* TASK OBJECTIVE
Where a line below holds the string "resolution", copy that line.

* TASK DATA
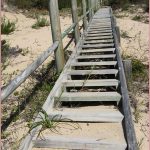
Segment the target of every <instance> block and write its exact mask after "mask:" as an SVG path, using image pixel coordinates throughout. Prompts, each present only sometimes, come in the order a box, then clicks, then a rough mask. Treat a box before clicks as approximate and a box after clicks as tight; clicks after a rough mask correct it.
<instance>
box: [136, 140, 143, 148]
mask: <svg viewBox="0 0 150 150" xmlns="http://www.w3.org/2000/svg"><path fill="white" fill-rule="evenodd" d="M143 140H144V138H141V139H140V140H139V141H138V143H137V146H138V150H142V144H143Z"/></svg>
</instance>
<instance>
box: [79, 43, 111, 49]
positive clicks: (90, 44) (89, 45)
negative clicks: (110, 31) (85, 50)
mask: <svg viewBox="0 0 150 150" xmlns="http://www.w3.org/2000/svg"><path fill="white" fill-rule="evenodd" d="M81 47H82V48H102V47H106V48H108V47H114V43H106V44H86V45H82V46H81Z"/></svg>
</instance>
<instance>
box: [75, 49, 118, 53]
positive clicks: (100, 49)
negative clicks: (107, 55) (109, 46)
mask: <svg viewBox="0 0 150 150" xmlns="http://www.w3.org/2000/svg"><path fill="white" fill-rule="evenodd" d="M114 51H115V48H103V49H87V50H78V51H77V52H78V53H96V52H98V53H99V52H113V53H114Z"/></svg>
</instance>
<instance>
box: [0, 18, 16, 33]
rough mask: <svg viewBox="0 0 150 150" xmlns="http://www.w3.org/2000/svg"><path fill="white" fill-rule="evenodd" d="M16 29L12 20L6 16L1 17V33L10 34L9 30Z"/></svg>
mask: <svg viewBox="0 0 150 150" xmlns="http://www.w3.org/2000/svg"><path fill="white" fill-rule="evenodd" d="M15 29H16V23H15V22H13V21H10V20H9V19H7V18H6V17H3V18H2V23H1V33H2V34H10V33H11V32H13V31H15Z"/></svg>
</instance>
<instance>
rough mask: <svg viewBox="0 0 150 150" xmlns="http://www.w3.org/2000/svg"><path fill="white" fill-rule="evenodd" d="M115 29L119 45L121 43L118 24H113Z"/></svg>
mask: <svg viewBox="0 0 150 150" xmlns="http://www.w3.org/2000/svg"><path fill="white" fill-rule="evenodd" d="M115 29H116V34H117V38H118V43H119V45H120V43H121V38H120V29H119V27H118V26H115Z"/></svg>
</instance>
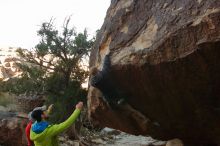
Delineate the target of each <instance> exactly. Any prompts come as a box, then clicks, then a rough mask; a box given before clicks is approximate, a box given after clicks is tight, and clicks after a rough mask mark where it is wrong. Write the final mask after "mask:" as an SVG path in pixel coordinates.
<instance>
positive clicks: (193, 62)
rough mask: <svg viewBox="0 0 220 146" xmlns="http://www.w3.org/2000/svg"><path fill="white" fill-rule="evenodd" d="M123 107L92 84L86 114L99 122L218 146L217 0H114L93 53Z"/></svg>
mask: <svg viewBox="0 0 220 146" xmlns="http://www.w3.org/2000/svg"><path fill="white" fill-rule="evenodd" d="M108 52H110V53H111V62H112V73H111V74H112V80H114V81H115V82H116V84H115V86H116V87H117V88H119V89H120V90H121V91H123V92H124V93H126V95H127V103H128V105H124V106H119V107H117V108H116V109H109V108H108V107H107V106H106V104H105V103H104V101H103V100H102V95H101V93H100V92H99V91H98V90H97V89H95V88H93V87H90V89H89V94H88V103H89V115H90V117H91V119H93V120H94V121H95V122H97V123H98V124H100V125H103V126H109V127H113V128H116V129H120V130H122V131H125V132H129V133H132V134H142V135H151V136H153V137H154V138H158V139H162V140H167V139H172V138H180V139H182V140H183V141H184V142H185V143H187V144H189V145H190V144H194V145H195V144H197V145H208V144H212V145H214V144H220V128H219V123H220V90H219V87H220V1H219V0H206V1H205V0H163V1H162V0H159V1H155V0H140V1H135V0H112V2H111V6H110V8H109V9H108V12H107V16H106V18H105V22H104V24H103V26H102V28H101V30H100V32H99V34H98V37H97V41H96V44H95V46H94V49H93V50H92V53H91V58H90V66H94V65H98V66H99V67H100V68H101V67H102V61H103V58H104V56H105V54H107V53H108Z"/></svg>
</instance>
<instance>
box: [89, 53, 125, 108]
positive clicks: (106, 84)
mask: <svg viewBox="0 0 220 146" xmlns="http://www.w3.org/2000/svg"><path fill="white" fill-rule="evenodd" d="M90 77H91V78H90V85H91V86H93V87H95V88H98V89H99V90H100V91H101V92H102V94H103V98H104V100H105V101H106V102H107V104H108V105H110V106H111V105H118V104H121V103H123V102H124V100H125V99H124V98H123V97H121V94H120V91H119V89H118V88H117V87H116V84H115V82H114V80H115V79H114V77H113V76H112V72H111V61H110V54H107V55H106V56H105V58H104V62H103V67H102V70H99V69H98V68H97V67H92V68H90Z"/></svg>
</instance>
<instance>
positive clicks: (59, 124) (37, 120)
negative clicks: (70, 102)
mask: <svg viewBox="0 0 220 146" xmlns="http://www.w3.org/2000/svg"><path fill="white" fill-rule="evenodd" d="M82 108H83V103H82V102H79V103H78V104H77V105H76V109H75V110H74V112H73V113H72V115H71V116H70V117H69V118H68V119H67V120H66V121H64V122H62V123H60V124H54V125H49V124H48V122H46V118H47V115H46V114H45V113H44V112H43V111H42V110H41V109H39V110H35V111H33V112H32V113H31V117H32V118H33V119H35V120H36V122H35V123H34V124H32V127H31V132H30V139H31V140H32V141H34V144H35V146H58V145H59V144H58V140H57V135H58V134H60V133H62V132H64V131H65V130H66V129H67V128H69V127H70V126H71V125H72V124H73V123H74V122H75V121H76V119H77V117H78V116H79V115H80V111H81V110H82Z"/></svg>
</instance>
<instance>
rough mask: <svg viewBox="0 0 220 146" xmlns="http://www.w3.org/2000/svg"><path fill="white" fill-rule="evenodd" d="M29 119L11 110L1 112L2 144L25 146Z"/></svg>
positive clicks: (7, 144) (1, 131)
mask: <svg viewBox="0 0 220 146" xmlns="http://www.w3.org/2000/svg"><path fill="white" fill-rule="evenodd" d="M26 125H27V119H21V118H18V117H16V114H14V113H10V112H2V111H1V113H0V129H1V132H0V145H3V146H24V145H26V143H27V142H26V137H25V132H24V129H25V126H26Z"/></svg>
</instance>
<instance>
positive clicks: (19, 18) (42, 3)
mask: <svg viewBox="0 0 220 146" xmlns="http://www.w3.org/2000/svg"><path fill="white" fill-rule="evenodd" d="M109 5H110V0H0V48H4V47H22V48H26V49H30V48H33V47H34V46H35V45H36V44H37V43H38V39H39V37H38V36H37V30H39V28H40V24H42V22H45V21H47V22H48V21H49V20H50V18H51V17H53V18H55V22H54V23H55V24H56V27H57V28H61V26H62V24H63V21H64V19H65V18H66V17H68V16H70V15H72V17H71V24H72V26H75V27H76V30H77V32H82V31H83V30H84V28H87V30H88V33H89V34H90V35H91V36H92V35H94V34H95V31H96V30H97V29H99V28H100V27H101V26H102V24H103V22H104V18H105V15H106V11H107V9H108V7H109Z"/></svg>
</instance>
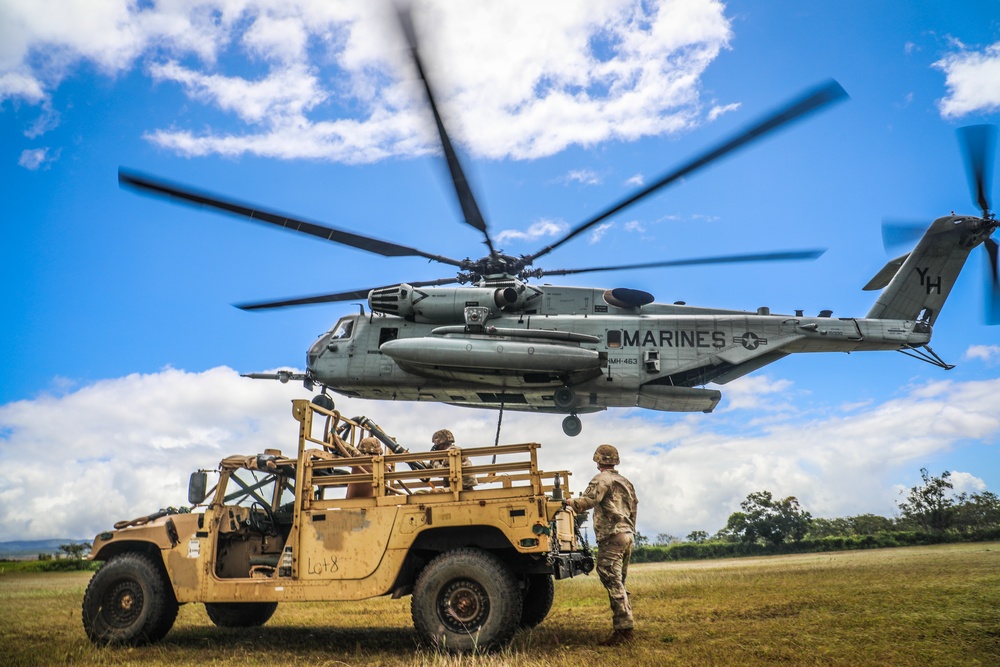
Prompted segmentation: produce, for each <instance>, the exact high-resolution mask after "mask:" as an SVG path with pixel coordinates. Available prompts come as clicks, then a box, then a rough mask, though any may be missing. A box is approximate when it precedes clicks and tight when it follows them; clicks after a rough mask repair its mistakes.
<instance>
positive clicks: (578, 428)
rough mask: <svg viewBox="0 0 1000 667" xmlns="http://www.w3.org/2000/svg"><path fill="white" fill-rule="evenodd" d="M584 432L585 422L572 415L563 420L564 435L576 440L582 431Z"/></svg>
mask: <svg viewBox="0 0 1000 667" xmlns="http://www.w3.org/2000/svg"><path fill="white" fill-rule="evenodd" d="M582 430H583V422H581V421H580V418H579V417H577V416H576V415H570V416H569V417H566V419H564V420H563V433H565V434H566V435H568V436H569V437H571V438H575V437H576V436H578V435H580V431H582Z"/></svg>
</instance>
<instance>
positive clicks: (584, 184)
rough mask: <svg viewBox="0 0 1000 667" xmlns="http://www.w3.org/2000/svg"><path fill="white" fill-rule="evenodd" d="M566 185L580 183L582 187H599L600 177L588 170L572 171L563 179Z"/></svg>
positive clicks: (600, 182) (573, 170) (563, 178)
mask: <svg viewBox="0 0 1000 667" xmlns="http://www.w3.org/2000/svg"><path fill="white" fill-rule="evenodd" d="M563 180H564V181H565V182H566V183H582V184H583V185H600V183H601V177H600V176H598V175H597V172H594V171H591V170H590V169H574V170H572V171H570V172H569V173H568V174H566V176H565V177H564V178H563Z"/></svg>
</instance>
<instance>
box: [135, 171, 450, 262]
mask: <svg viewBox="0 0 1000 667" xmlns="http://www.w3.org/2000/svg"><path fill="white" fill-rule="evenodd" d="M118 183H119V185H121V186H123V187H129V188H134V189H135V190H138V191H140V192H143V193H146V194H152V195H156V196H166V197H174V198H176V199H179V200H181V201H182V202H184V203H188V204H193V205H195V206H207V207H208V208H214V209H216V210H219V211H224V212H226V213H232V214H233V215H238V216H242V217H244V218H249V219H250V220H253V221H254V222H265V223H267V224H270V225H276V226H278V227H284V228H285V229H288V230H291V231H293V232H299V233H301V234H310V235H312V236H316V237H319V238H321V239H324V240H327V241H333V242H334V243H340V244H341V245H346V246H351V247H352V248H358V249H360V250H367V251H368V252H373V253H375V254H377V255H383V256H385V257H414V256H415V257H426V258H427V259H430V260H433V261H435V262H441V263H442V264H451V265H452V266H461V265H462V263H461V262H460V261H459V260H457V259H451V258H450V257H443V256H441V255H434V254H431V253H427V252H424V251H422V250H417V249H416V248H410V247H409V246H404V245H399V244H397V243H391V242H389V241H381V240H379V239H375V238H372V237H370V236H362V235H361V234H354V233H352V232H345V231H343V230H340V229H335V228H333V227H325V226H323V225H320V224H316V223H314V222H306V221H305V220H300V219H298V218H290V217H288V216H286V215H284V214H281V213H275V212H272V211H268V210H266V209H262V208H258V207H256V206H254V205H252V204H245V203H240V202H237V201H232V200H227V199H223V198H221V197H218V196H216V195H213V194H210V193H207V192H200V191H198V190H192V189H188V188H185V187H182V186H179V185H176V184H173V183H168V182H166V181H161V180H159V179H154V178H152V177H149V176H144V175H142V174H138V173H135V172H130V171H127V170H123V169H119V170H118Z"/></svg>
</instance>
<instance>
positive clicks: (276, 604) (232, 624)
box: [205, 602, 278, 628]
mask: <svg viewBox="0 0 1000 667" xmlns="http://www.w3.org/2000/svg"><path fill="white" fill-rule="evenodd" d="M277 608H278V603H277V602H206V603H205V611H207V612H208V617H209V618H210V619H211V620H212V622H213V623H215V624H216V625H217V626H219V627H220V628H255V627H257V626H260V625H264V624H265V623H267V622H268V620H270V618H271V616H272V615H273V614H274V610H275V609H277Z"/></svg>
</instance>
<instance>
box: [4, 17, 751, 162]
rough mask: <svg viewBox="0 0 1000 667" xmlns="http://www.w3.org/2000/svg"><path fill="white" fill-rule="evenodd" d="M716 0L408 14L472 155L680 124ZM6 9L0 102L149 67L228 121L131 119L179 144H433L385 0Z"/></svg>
mask: <svg viewBox="0 0 1000 667" xmlns="http://www.w3.org/2000/svg"><path fill="white" fill-rule="evenodd" d="M8 4H9V3H8ZM56 5H58V7H56ZM724 9H725V7H724V5H723V4H722V3H721V2H719V0H686V1H684V2H678V1H671V0H660V1H659V2H652V3H645V2H638V1H637V0H612V1H607V0H556V1H554V2H547V3H536V2H527V1H524V2H509V3H489V4H481V3H448V2H445V1H443V0H435V1H433V2H431V1H428V2H421V3H417V5H416V7H415V14H416V22H417V27H418V32H420V33H421V34H422V35H423V36H424V47H425V48H424V49H423V55H424V58H425V60H426V64H427V67H428V70H429V71H430V72H431V73H432V75H433V76H434V79H435V84H436V89H437V94H438V96H439V97H440V98H441V99H440V100H439V102H440V103H441V106H442V108H443V109H444V113H445V115H446V120H447V122H448V124H449V127H450V128H451V130H452V133H453V135H454V139H455V140H456V141H459V142H460V143H463V144H464V145H465V146H466V148H467V149H468V150H470V151H471V152H472V153H473V154H475V155H478V156H486V157H492V158H502V157H514V158H533V157H539V156H545V155H551V154H553V153H555V152H558V151H560V150H562V149H564V148H566V147H568V146H570V145H584V146H586V145H592V144H594V143H597V142H600V141H606V140H609V139H619V140H633V139H637V138H640V137H643V136H651V135H660V134H665V133H670V132H676V131H679V130H682V129H685V128H688V127H691V126H692V125H693V124H695V123H697V122H698V119H699V117H700V105H701V102H700V100H699V78H700V76H701V74H702V73H703V72H704V71H705V69H706V68H707V67H708V66H709V64H711V62H712V61H713V60H714V59H715V58H716V56H717V55H718V54H719V52H720V51H721V50H722V49H725V48H728V44H729V40H730V38H731V30H730V24H729V21H728V19H727V18H726V17H725V16H724V13H723V12H724ZM6 13H7V16H5V20H4V21H3V22H2V24H0V102H2V101H3V100H5V99H10V98H13V99H19V100H23V101H27V102H29V103H31V104H43V103H47V102H49V101H50V100H51V94H52V92H53V91H54V90H55V89H56V88H57V87H58V86H59V84H60V83H61V82H62V81H63V80H65V79H66V78H67V77H71V76H73V75H74V73H75V72H77V71H78V70H79V69H81V68H82V66H83V65H87V64H89V65H93V66H95V67H96V68H97V69H98V70H99V71H101V72H103V73H105V74H106V75H108V76H115V75H118V74H119V73H121V72H124V71H128V70H131V69H133V68H134V67H135V66H136V65H137V64H140V63H149V65H148V72H149V74H150V75H151V76H152V78H153V79H154V80H160V81H171V82H175V83H177V84H178V85H180V87H181V89H182V90H183V91H184V92H185V94H187V95H188V96H189V97H190V98H191V99H193V100H195V101H196V102H198V103H200V104H203V105H205V106H207V107H211V108H216V109H221V110H222V111H224V112H226V113H228V114H230V115H231V116H232V117H234V118H236V119H238V120H239V121H240V123H241V124H242V126H243V127H242V129H240V130H236V131H233V130H231V129H214V128H211V127H210V128H203V127H198V128H196V129H195V128H190V127H170V128H159V129H156V128H149V130H148V131H147V133H146V136H147V137H148V138H149V139H150V140H151V141H153V142H154V143H156V144H158V145H160V146H163V147H165V148H167V149H170V150H174V151H177V152H180V153H182V154H185V155H205V154H210V153H218V154H223V155H230V156H233V155H241V154H247V153H249V154H256V155H266V156H272V157H281V158H293V157H309V158H322V159H329V160H338V161H344V162H369V161H373V160H378V159H380V158H382V157H385V156H386V155H390V154H393V155H407V156H412V155H419V154H422V153H425V152H427V151H428V150H436V141H435V139H434V137H433V130H432V127H433V126H432V125H431V123H430V122H429V120H428V115H427V109H426V108H425V107H426V105H425V103H424V101H423V99H422V92H421V91H420V87H419V84H418V82H417V81H416V76H415V73H414V72H413V71H412V65H410V64H409V63H408V61H407V55H406V53H405V49H403V48H401V37H400V36H399V35H398V28H397V27H396V26H395V22H394V19H393V18H392V16H391V14H392V12H391V7H390V5H389V3H369V2H365V1H364V0H352V1H351V2H338V3H330V2H326V1H324V0H289V1H287V2H286V1H280V2H279V0H204V1H201V2H192V1H190V0H174V1H172V2H158V3H155V4H153V3H131V2H128V3H127V2H124V1H123V0H99V1H97V2H92V1H91V0H61V1H60V2H56V0H40V1H39V2H31V3H14V4H13V5H12V6H9V7H8V8H7V9H6ZM498 26H502V29H498ZM248 71H254V72H255V74H254V75H253V76H248V75H247V72H248ZM324 101H326V102H327V103H325V104H320V103H321V102H324ZM334 102H335V103H334ZM450 110H456V111H454V113H449V111H450Z"/></svg>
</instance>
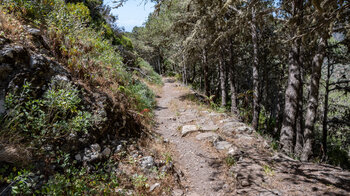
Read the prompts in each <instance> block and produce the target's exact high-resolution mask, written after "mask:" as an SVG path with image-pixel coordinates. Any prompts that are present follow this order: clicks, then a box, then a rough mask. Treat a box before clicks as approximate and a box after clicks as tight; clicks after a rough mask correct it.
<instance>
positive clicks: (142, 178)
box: [132, 174, 149, 188]
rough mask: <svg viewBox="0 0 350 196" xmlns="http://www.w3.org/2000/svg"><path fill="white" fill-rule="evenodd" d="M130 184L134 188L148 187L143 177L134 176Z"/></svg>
mask: <svg viewBox="0 0 350 196" xmlns="http://www.w3.org/2000/svg"><path fill="white" fill-rule="evenodd" d="M132 182H133V185H134V186H135V187H136V188H147V187H148V186H149V185H148V184H147V183H146V182H147V177H145V176H144V175H138V174H135V175H134V176H133V178H132Z"/></svg>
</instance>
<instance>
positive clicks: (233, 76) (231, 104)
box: [228, 39, 240, 115]
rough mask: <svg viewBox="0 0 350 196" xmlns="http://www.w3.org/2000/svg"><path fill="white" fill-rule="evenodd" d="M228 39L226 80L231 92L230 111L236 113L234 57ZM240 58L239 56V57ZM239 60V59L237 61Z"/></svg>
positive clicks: (231, 44) (235, 90) (237, 112)
mask: <svg viewBox="0 0 350 196" xmlns="http://www.w3.org/2000/svg"><path fill="white" fill-rule="evenodd" d="M229 41H230V48H229V49H230V63H231V65H230V66H229V67H228V72H229V73H228V77H229V79H228V82H229V85H230V92H231V113H232V114H234V115H238V108H237V89H236V87H235V72H236V70H235V58H234V54H233V51H234V50H233V44H232V39H230V40H229ZM239 58H240V57H239ZM238 62H239V61H238Z"/></svg>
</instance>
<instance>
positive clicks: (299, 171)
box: [155, 78, 350, 196]
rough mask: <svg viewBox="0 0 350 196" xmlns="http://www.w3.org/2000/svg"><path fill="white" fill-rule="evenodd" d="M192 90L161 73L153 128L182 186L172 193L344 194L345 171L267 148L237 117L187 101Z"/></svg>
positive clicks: (201, 193) (346, 175)
mask: <svg viewBox="0 0 350 196" xmlns="http://www.w3.org/2000/svg"><path fill="white" fill-rule="evenodd" d="M195 97H196V93H195V92H193V91H191V90H189V89H188V88H187V87H185V86H182V85H181V84H179V83H177V82H175V80H174V79H171V78H165V79H164V86H163V87H162V89H161V92H160V93H159V94H158V96H157V102H158V106H157V109H156V111H155V115H156V121H157V125H156V132H157V133H158V134H160V135H161V136H162V137H163V138H164V141H166V142H168V143H169V145H168V146H169V149H168V150H169V151H170V152H171V153H172V155H171V156H172V159H173V161H174V164H175V167H176V168H178V169H179V170H180V171H181V172H180V173H181V175H180V176H181V184H182V186H183V190H179V189H177V190H174V191H173V192H172V194H173V195H174V196H180V195H186V196H196V195H205V196H221V195H350V173H349V172H348V171H344V170H342V169H340V168H337V167H334V166H330V165H318V164H313V163H302V162H299V161H296V160H293V159H291V158H289V157H287V156H285V155H283V154H281V153H277V152H275V151H273V150H272V149H271V147H270V145H269V142H267V140H265V139H264V138H263V137H262V136H260V135H259V134H257V133H256V132H255V131H254V130H253V129H252V128H251V127H249V126H247V125H246V124H244V123H241V122H239V121H238V119H237V118H235V117H233V116H229V115H228V114H224V113H217V112H213V111H211V110H209V109H208V108H206V107H203V106H200V105H198V104H195V103H194V102H192V101H190V99H193V98H195Z"/></svg>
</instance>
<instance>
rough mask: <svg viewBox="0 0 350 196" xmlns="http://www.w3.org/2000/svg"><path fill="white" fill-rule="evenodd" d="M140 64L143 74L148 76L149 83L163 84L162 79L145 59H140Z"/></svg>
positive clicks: (139, 65)
mask: <svg viewBox="0 0 350 196" xmlns="http://www.w3.org/2000/svg"><path fill="white" fill-rule="evenodd" d="M138 62H139V66H140V68H141V70H142V71H143V73H144V74H146V75H147V77H146V79H147V80H148V82H151V83H154V84H158V85H162V84H163V82H162V77H161V76H160V75H159V74H157V73H156V72H155V71H154V69H153V68H152V67H151V65H150V64H149V63H147V62H146V61H145V60H143V59H139V60H138Z"/></svg>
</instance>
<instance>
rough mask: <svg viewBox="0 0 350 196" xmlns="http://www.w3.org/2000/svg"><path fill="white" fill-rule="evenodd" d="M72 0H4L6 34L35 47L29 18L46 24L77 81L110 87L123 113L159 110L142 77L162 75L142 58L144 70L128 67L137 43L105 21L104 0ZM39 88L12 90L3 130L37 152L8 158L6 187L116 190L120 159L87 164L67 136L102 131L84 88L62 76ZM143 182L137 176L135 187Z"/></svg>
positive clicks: (148, 115)
mask: <svg viewBox="0 0 350 196" xmlns="http://www.w3.org/2000/svg"><path fill="white" fill-rule="evenodd" d="M66 2H67V1H64V0H39V1H31V0H4V1H1V3H0V10H1V13H0V23H1V24H0V26H1V29H0V37H1V38H6V39H9V40H11V41H12V42H15V43H17V44H22V45H24V46H28V47H30V48H31V49H32V50H35V48H33V46H34V45H33V44H32V45H31V44H27V43H30V42H32V40H31V39H32V37H31V36H29V35H28V33H27V32H26V25H27V24H29V25H30V26H32V27H35V28H38V29H40V30H41V33H42V34H43V36H44V37H45V38H47V39H45V41H46V42H47V45H48V47H49V48H48V49H49V50H50V55H51V54H52V56H51V57H52V59H53V60H56V61H58V62H60V63H61V64H62V65H64V66H65V67H66V68H67V69H68V70H69V71H70V74H71V75H72V78H73V80H74V81H82V83H84V88H85V87H86V90H88V91H92V92H94V91H98V92H102V93H104V94H107V95H108V96H109V97H111V100H113V101H114V103H113V104H114V105H120V107H119V108H118V109H119V110H120V111H118V112H119V113H121V114H125V113H129V112H130V111H132V112H134V113H136V114H138V116H139V117H140V116H143V117H144V118H146V119H147V118H152V110H153V108H154V106H155V95H154V93H153V92H152V91H151V90H150V89H149V88H148V87H147V85H146V84H145V83H144V82H143V80H141V79H140V78H142V77H143V74H144V75H145V76H146V78H147V82H150V83H154V84H159V85H160V84H162V82H161V77H160V76H159V75H158V74H156V73H155V72H154V71H153V69H152V68H151V66H150V65H149V64H148V63H147V62H145V61H144V60H142V59H140V58H138V59H137V60H135V62H137V64H136V65H133V66H135V67H140V70H136V72H129V71H128V70H129V69H128V67H127V65H126V64H124V63H123V60H124V59H123V57H122V56H123V55H122V51H123V50H128V51H129V52H130V53H133V46H132V43H131V41H130V39H129V38H127V37H126V36H124V35H123V34H122V33H118V31H117V30H116V29H114V28H113V26H112V24H109V23H108V22H106V20H105V19H104V15H102V14H101V13H102V12H101V6H102V1H98V0H86V1H84V2H78V3H66ZM70 2H71V1H70ZM121 48H122V49H121ZM131 56H132V55H131ZM51 57H50V58H51ZM132 62H133V61H132ZM133 71H135V70H133ZM141 72H142V73H141ZM135 75H138V77H135ZM36 90H37V89H35V88H34V87H33V85H32V84H31V83H29V82H25V83H24V84H23V86H20V87H18V88H16V89H14V90H13V91H12V92H9V93H8V94H7V96H6V109H7V111H6V114H5V115H4V116H2V117H1V119H0V120H1V125H0V126H1V127H0V128H1V131H0V136H1V138H5V139H7V140H8V141H7V143H9V144H16V145H17V144H18V145H19V144H21V145H24V148H26V149H29V150H30V151H32V152H33V154H32V157H30V158H33V160H35V161H34V162H32V163H31V164H26V165H20V164H18V163H17V162H13V163H8V164H7V163H6V164H1V167H0V187H2V186H4V185H6V186H8V187H11V190H10V191H12V193H13V194H22V195H23V194H37V195H40V194H42V195H97V194H111V193H115V192H116V190H115V189H116V188H117V187H118V186H119V181H120V180H119V179H118V178H117V175H116V174H115V173H114V170H113V169H111V168H113V167H114V166H115V162H101V163H97V164H96V165H95V166H94V167H92V168H89V167H88V169H87V168H86V167H83V166H82V165H81V163H77V161H75V160H74V158H73V157H74V154H70V153H69V150H71V149H70V147H71V146H69V144H67V140H66V139H67V138H69V137H78V138H81V137H82V136H83V135H85V134H90V132H91V131H92V130H93V131H95V132H96V131H97V132H98V130H96V129H98V128H97V127H94V124H96V122H97V121H103V119H102V118H101V117H100V116H98V115H96V114H94V113H93V112H92V111H91V110H88V108H84V106H83V103H82V100H83V97H82V96H83V95H82V92H81V90H79V89H78V88H77V87H76V86H75V85H73V83H72V82H65V81H63V82H62V81H56V80H52V81H51V83H50V85H49V87H48V89H47V90H45V92H44V93H43V94H42V95H39V96H38V95H37V92H36ZM135 111H136V112H135ZM115 112H117V111H115ZM134 120H135V121H138V118H136V117H135V119H134ZM146 122H147V121H146ZM124 126H125V125H124ZM140 126H141V125H140ZM100 134H102V133H100ZM0 142H3V141H0ZM0 145H1V143H0ZM67 148H68V149H69V150H67ZM23 159H27V157H23ZM20 161H21V160H20ZM37 161H38V162H40V164H39V163H37ZM38 170H40V171H38ZM34 172H39V175H40V176H38V175H37V173H35V175H34V174H33V173H34ZM36 178H42V179H41V180H38V179H36ZM37 182H44V183H41V184H37ZM137 185H138V182H136V184H135V186H136V188H137ZM143 188H144V187H143Z"/></svg>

* EXERCISE RESULT
Prompted segmentation: produce, for each <instance>, the exact high-resolution mask after "mask:" as an SVG path with pixel coordinates. Available prompts come as clicks, then a box, then a rough mask, though any may be missing. A box is approximate when it precedes clicks and tight when it follows them; clicks after a rough mask repair its mistakes.
Read the prompts in each <instance> block and produce the target's exact high-resolution mask, written after "mask:" as an SVG path with image-pixel coordinates. Any prompts that are present follow this order: clicks, then a box, then a rough mask. Treat a box before clicks as approximate and a box after clicks as tight; clicks after a rough mask correct it.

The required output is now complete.